___ DATASET EXCERPTS ___
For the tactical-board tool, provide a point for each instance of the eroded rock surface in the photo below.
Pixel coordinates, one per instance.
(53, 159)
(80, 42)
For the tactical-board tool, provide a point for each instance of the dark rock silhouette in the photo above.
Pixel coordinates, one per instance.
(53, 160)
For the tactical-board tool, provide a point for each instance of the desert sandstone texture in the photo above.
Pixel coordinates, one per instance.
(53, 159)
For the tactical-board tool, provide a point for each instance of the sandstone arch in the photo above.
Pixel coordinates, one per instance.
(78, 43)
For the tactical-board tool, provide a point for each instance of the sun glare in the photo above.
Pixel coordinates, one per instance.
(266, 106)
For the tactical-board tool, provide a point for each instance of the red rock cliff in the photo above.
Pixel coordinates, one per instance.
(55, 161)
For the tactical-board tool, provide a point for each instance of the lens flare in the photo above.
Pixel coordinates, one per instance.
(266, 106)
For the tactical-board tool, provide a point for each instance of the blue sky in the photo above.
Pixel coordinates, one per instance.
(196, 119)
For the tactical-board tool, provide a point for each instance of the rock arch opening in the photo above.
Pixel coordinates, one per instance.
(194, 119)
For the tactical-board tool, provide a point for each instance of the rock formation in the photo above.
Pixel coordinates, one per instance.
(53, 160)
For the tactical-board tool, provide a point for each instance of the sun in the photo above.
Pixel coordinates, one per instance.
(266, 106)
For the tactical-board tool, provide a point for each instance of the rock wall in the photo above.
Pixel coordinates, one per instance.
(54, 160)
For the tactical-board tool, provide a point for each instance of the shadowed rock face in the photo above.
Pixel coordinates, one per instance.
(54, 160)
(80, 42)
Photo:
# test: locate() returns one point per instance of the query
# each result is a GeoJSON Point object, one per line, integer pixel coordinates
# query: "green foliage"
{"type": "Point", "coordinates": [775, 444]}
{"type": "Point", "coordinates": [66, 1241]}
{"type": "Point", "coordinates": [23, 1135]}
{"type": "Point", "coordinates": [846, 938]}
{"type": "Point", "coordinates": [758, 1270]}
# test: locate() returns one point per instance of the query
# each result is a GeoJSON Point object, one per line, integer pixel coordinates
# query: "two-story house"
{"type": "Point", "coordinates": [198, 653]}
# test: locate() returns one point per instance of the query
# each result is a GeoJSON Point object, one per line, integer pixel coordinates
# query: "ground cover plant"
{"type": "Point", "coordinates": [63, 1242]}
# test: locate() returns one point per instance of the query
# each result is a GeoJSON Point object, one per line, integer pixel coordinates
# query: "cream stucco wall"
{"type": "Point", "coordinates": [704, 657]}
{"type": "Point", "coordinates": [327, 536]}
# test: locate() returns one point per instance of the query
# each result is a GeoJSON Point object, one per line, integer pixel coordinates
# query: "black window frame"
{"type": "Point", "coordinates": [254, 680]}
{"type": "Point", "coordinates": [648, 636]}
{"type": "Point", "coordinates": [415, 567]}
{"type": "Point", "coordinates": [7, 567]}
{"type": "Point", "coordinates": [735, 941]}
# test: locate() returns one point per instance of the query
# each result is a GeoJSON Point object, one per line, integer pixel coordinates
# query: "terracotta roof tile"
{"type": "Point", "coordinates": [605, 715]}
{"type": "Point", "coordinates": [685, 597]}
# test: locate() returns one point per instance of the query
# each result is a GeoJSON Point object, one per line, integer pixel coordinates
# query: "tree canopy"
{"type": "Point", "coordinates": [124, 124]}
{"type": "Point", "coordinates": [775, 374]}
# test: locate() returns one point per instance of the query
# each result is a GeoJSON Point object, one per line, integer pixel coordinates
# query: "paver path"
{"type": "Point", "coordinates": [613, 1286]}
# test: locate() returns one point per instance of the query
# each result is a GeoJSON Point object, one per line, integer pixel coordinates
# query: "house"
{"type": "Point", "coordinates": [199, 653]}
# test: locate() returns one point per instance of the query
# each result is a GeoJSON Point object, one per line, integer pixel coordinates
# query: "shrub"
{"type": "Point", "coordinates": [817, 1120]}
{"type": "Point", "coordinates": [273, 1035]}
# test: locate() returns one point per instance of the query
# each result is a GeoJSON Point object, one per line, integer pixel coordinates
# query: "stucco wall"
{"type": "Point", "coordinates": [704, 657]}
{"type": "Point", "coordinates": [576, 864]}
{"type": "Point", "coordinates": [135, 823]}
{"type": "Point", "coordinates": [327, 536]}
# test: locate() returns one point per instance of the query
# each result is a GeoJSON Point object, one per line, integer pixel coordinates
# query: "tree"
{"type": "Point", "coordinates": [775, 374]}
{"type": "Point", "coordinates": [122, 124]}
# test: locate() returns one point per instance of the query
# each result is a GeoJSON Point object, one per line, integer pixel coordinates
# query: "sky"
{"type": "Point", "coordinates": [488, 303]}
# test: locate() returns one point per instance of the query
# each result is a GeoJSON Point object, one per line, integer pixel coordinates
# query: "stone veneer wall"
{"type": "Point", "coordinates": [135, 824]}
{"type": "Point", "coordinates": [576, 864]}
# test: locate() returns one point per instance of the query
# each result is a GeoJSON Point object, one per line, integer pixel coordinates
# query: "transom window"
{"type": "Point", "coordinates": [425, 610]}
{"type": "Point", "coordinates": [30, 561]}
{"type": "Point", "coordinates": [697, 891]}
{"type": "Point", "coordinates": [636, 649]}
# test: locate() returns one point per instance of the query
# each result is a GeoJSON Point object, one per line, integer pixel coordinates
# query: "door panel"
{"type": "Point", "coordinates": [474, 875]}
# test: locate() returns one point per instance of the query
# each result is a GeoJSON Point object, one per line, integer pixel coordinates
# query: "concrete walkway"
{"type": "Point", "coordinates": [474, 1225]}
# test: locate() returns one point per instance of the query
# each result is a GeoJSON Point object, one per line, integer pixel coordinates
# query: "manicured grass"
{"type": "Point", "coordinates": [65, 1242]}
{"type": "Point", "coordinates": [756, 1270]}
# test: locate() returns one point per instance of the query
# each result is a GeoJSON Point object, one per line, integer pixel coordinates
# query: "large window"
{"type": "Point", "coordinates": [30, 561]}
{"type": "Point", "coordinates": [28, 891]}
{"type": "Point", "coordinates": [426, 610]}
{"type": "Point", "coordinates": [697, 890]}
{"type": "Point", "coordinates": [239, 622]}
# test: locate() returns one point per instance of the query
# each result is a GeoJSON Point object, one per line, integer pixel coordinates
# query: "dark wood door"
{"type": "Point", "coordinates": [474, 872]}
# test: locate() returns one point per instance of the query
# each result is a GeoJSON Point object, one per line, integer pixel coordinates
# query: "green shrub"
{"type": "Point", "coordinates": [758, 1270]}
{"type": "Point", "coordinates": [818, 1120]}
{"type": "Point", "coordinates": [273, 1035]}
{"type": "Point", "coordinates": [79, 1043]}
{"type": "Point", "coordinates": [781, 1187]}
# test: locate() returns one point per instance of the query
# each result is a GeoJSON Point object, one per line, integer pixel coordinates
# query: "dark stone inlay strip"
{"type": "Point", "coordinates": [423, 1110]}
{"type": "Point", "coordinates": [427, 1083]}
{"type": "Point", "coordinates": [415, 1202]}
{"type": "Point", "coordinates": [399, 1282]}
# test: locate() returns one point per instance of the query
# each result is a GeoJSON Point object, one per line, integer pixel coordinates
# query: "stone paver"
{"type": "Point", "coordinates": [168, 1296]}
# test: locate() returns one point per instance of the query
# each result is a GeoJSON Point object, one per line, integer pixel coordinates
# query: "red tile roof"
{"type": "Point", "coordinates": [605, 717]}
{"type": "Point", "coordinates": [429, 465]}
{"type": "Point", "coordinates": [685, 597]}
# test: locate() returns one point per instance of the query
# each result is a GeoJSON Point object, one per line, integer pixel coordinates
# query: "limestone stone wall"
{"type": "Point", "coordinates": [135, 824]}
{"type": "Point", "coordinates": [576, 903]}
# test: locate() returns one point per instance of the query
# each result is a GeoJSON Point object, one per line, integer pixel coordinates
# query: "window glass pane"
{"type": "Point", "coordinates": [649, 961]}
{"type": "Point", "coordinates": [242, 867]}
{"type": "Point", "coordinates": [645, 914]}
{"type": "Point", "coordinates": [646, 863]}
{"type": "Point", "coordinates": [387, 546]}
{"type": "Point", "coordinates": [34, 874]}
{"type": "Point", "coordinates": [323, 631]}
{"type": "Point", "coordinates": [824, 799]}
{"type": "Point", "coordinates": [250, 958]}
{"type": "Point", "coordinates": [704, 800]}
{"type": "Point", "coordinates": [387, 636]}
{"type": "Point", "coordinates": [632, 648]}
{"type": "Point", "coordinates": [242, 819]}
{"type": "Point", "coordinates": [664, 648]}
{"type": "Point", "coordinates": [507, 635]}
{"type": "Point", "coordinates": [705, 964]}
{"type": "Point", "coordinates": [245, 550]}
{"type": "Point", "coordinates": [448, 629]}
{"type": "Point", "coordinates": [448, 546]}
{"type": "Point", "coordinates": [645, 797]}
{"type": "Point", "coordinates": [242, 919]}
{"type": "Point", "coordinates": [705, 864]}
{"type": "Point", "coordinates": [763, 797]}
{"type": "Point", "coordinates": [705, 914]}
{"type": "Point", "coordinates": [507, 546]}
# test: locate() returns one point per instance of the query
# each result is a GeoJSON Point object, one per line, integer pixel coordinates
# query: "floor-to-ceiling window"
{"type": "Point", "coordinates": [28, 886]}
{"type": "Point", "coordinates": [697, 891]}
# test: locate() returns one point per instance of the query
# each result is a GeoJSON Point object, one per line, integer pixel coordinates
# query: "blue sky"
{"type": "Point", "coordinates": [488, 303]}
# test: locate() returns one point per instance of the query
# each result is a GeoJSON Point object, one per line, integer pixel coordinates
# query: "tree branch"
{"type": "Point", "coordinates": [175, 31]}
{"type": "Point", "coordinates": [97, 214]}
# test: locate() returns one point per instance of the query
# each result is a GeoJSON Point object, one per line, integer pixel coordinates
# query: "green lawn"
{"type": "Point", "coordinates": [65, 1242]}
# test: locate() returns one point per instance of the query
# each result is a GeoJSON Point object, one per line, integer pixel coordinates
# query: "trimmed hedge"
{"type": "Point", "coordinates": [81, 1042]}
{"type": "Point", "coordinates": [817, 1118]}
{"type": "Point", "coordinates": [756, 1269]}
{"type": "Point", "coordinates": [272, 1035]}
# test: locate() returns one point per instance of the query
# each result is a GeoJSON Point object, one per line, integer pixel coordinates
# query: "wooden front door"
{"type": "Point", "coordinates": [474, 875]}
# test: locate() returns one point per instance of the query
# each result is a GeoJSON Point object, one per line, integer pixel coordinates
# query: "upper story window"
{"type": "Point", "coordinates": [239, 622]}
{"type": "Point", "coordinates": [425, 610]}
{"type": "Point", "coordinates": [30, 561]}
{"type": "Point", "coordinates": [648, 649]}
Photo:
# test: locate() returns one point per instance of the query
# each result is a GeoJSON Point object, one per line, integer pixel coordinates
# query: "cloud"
___
> _WHAT THE TASK ASKS_
Tally the lines in the rows above that contain the string "story". Give only the number.

> _IN RESPONSE_
2